Afirman realmente haber descubierto que las condiciones políticas, las religiones, las corrientes espirituales en conjunto, sin exceptuar, claro está, su propia doctrina y toda su agitación y politiquería, son sólo la superestructura ideológica, como una especie de fenómeno paralelo ulterior de las condiciones económicas y de las instituciones y procesos sociales. Lo que de espiritual, de psicológico se confunde ineludiblemente con lo que llaman económico y social; pues ante todo la vida económica no es más que una parte de la vida social y ésta no es separable de las grandes y pequeñas formaciones y movimientos de la convivencia; inquieta muy poco a esos superficiales, para quienes es significativo en todas sus manifestaciones que son oradores rápidos y charlatanes machacantes, que no han entrevisto nunca la necesidad de ir al fondo de sus propias palabras. Si lo hubieran hecho alguna vez, se habrían quedado hondamente taciturnos, pues se habrían ahogado en sus contradicciones e incompatibilidades.

● **Extracto de datos**:
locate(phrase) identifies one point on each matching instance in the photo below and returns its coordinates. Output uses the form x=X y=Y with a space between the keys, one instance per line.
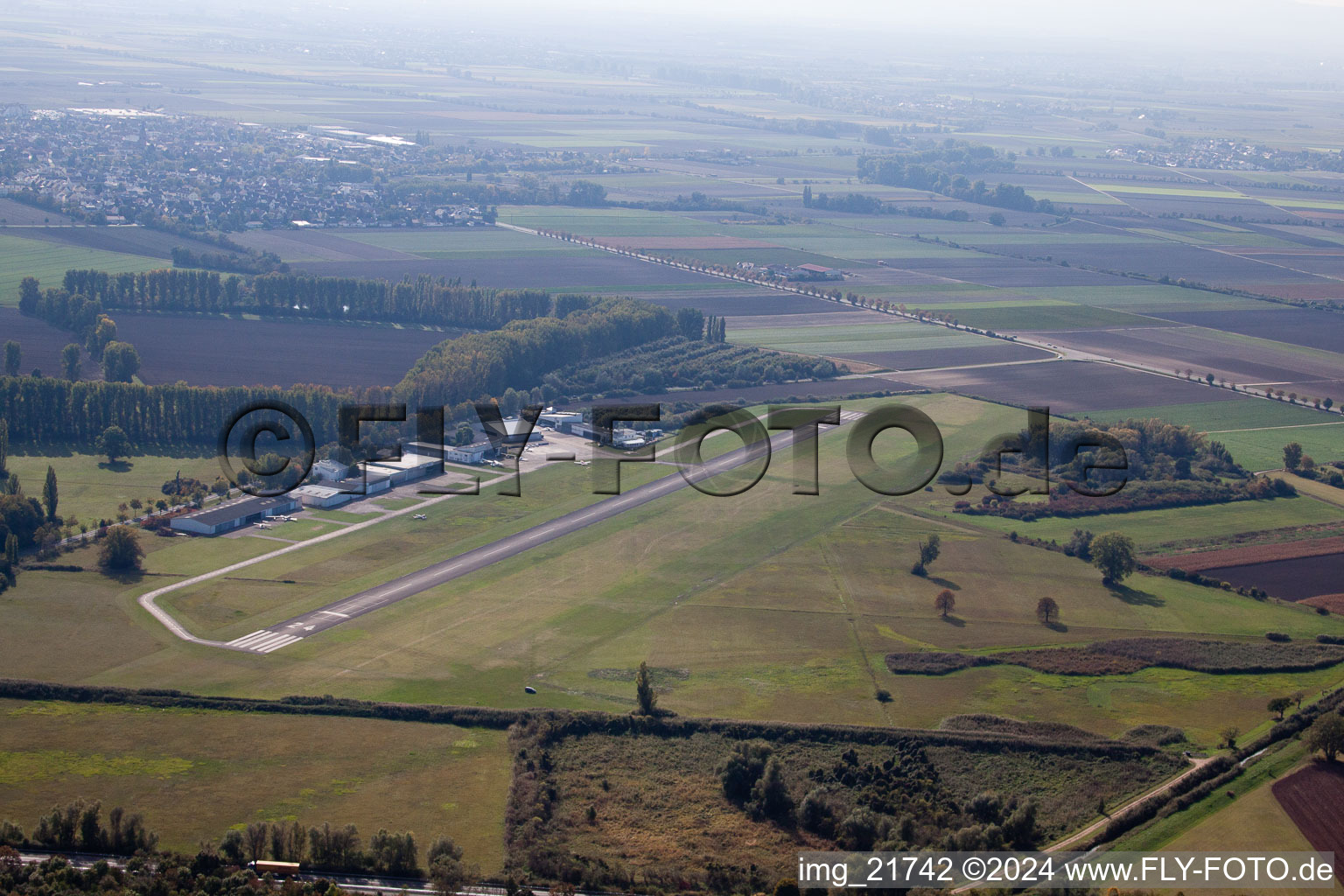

● **Problemas para resolver**:
(1) Responde según el texto sobre la superestructura ideológica:
(a) ¿De qué es solo una parte la vida económica?
(b) ¿Cómo se describe a esos superficiales en sus manifestaciones?
(c) ¿Cómo se habrían quedado si alguna vez hubieran ido al fondo de sus propias palabras?
(2) Prolonga el texto sobre la superestructura ideológica a partir de su última oración.
No hace falta consultar el listado.

● **Respuestas**:
(1)
(a) De la vida social.
(b) Como oradores rápidos y charlatanes machacantes.
(c) Hondamente taciturnos, porque se habrían ahogado en sus contradicciones e incompatibilidades.

(2)
Ese abuso contradictorio de la palabra ha perturbado a los marxistas, pero sólo como se irritan los que no van al fondo de las cosas: los unos se acomodan con la contradicción por un trastrueque y una falta de carácter y los otros por otra oblicuidad y torcedura, y así surgieron diversas corrientes entre ellos y hubo toda suerte de tiranteces y escisiones; los unos concluyen de la doctrina que el marxismo proclama una actitud apolítica y casi antipolítica, pues la política casi es sólo el reflejo irrelevante de la economía; lo que importa no es la política, la legislación, las formas del Estado, sino las formas económicas y las luchas económicas (pero también esas luchas han sido introducidas de contrabando, naturalmente, en la doctrina pura; pues una lucha, aun cuando sea económica, es una cosa perfectamente espiritual y se confunde fuertemente con la vida del espíritu; pero basta de esto, pues, como se ha dicho, el que va en un punto cualquiera del marxismo al fondo, choca siempre con la imposibilidad y con el compromiso y el contrabando); los otros quieren, a pesar de todo, con ayuda de la política, actuar sobre las cosas económicas y añaden los compromisos, las escapatorias y los laboriosos remiendos a la realidad, que es totalmente diversa de la expresión profesoral en el papel; agregan a esos revestimientos, que deben hacer todos, un par de ellos más. No importa nada y nosotros no nos detenemos más tiempo en esas disputas ¡ que las ventilen los marxistas políticos con sus hermanos, los sindicalistas, o con los llamados anarcosocialistas por el abuso miserable de dos nobles nombres.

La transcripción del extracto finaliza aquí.